***** DATASET *****
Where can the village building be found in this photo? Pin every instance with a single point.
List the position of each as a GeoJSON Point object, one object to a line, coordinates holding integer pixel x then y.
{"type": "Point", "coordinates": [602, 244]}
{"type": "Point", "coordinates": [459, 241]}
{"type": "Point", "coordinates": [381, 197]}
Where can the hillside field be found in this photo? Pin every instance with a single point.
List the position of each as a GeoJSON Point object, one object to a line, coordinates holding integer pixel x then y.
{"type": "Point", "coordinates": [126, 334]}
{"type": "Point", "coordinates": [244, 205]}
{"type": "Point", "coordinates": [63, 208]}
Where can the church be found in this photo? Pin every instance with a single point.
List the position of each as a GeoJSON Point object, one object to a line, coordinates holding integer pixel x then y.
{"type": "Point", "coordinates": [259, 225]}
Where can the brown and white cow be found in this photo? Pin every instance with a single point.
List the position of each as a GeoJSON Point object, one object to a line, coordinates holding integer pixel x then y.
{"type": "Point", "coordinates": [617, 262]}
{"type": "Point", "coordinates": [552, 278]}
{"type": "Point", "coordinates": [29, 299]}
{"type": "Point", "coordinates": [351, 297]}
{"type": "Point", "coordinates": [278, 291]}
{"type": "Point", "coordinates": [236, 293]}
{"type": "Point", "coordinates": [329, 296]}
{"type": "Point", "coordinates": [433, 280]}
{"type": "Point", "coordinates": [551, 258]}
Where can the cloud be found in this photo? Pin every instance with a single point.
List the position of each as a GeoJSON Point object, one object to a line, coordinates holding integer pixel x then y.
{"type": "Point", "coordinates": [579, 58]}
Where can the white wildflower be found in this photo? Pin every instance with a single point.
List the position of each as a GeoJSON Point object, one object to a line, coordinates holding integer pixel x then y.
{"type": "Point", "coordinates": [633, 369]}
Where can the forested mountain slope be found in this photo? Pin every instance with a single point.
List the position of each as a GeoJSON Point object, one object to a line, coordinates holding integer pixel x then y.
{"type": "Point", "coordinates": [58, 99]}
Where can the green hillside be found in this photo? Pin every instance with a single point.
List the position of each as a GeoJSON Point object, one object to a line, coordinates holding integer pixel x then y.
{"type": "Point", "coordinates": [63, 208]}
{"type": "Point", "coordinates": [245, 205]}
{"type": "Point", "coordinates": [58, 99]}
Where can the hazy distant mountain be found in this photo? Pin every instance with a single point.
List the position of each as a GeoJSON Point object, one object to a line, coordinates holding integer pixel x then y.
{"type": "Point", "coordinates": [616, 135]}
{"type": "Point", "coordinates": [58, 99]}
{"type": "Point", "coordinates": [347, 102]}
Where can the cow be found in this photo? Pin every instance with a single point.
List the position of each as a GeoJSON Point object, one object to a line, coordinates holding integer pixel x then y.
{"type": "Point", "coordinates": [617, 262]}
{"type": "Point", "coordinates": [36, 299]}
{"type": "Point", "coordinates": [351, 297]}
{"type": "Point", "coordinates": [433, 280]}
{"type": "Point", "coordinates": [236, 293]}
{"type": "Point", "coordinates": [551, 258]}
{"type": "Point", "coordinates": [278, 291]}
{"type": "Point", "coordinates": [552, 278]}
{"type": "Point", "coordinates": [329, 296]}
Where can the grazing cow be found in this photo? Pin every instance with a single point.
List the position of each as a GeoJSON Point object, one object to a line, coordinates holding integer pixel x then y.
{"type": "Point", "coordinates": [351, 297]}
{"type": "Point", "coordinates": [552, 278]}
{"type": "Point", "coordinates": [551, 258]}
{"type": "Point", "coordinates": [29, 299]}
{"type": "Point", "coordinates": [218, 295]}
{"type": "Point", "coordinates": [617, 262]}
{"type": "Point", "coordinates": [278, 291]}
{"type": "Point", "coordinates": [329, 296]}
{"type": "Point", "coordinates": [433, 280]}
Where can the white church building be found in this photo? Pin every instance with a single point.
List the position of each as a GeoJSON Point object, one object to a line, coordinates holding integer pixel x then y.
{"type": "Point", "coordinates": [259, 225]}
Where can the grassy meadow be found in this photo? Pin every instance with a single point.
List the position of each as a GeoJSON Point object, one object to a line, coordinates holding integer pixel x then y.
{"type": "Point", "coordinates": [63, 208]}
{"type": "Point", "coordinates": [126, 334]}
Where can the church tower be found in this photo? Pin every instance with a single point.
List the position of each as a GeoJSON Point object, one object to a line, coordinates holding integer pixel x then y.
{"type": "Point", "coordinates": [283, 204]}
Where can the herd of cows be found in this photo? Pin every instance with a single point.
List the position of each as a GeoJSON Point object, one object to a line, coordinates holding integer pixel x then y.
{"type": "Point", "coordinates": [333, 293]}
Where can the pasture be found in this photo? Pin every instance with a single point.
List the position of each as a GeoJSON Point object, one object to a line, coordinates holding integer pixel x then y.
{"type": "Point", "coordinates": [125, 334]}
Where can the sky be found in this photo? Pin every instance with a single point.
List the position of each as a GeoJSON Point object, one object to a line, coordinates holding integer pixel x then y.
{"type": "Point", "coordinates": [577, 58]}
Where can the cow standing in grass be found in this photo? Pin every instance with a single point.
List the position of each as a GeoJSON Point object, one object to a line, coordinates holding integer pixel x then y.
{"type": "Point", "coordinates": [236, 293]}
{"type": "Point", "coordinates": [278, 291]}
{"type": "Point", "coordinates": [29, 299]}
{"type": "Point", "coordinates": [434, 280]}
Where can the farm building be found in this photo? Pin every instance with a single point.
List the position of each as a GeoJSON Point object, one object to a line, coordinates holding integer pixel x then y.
*****
*WHAT YOU WILL DO*.
Beginning at the line that holds "Where can the sky", reproduce each line of the records above down to and including the last one.

*REPLY TO THE TASK*.
Where can the sky be found in this photo? Pin every instance with a single point.
List the position of each as a GeoJSON Point object, one object to a line, coordinates holding integer pixel x then y.
{"type": "Point", "coordinates": [577, 58]}
Where can the cow standing in grass be found in this photo? Pin every instance with a single point.
List the position of each as a GeoJSON Point object, one object to a line, coordinates holding integer pixel x then y.
{"type": "Point", "coordinates": [236, 293]}
{"type": "Point", "coordinates": [278, 291]}
{"type": "Point", "coordinates": [29, 299]}
{"type": "Point", "coordinates": [434, 280]}
Where can the farm building be found in this photo? Pin every instance with a single point.
List the position of each as a GeoJSON Point object, one object to a line, coordinates holding integer pixel x then y.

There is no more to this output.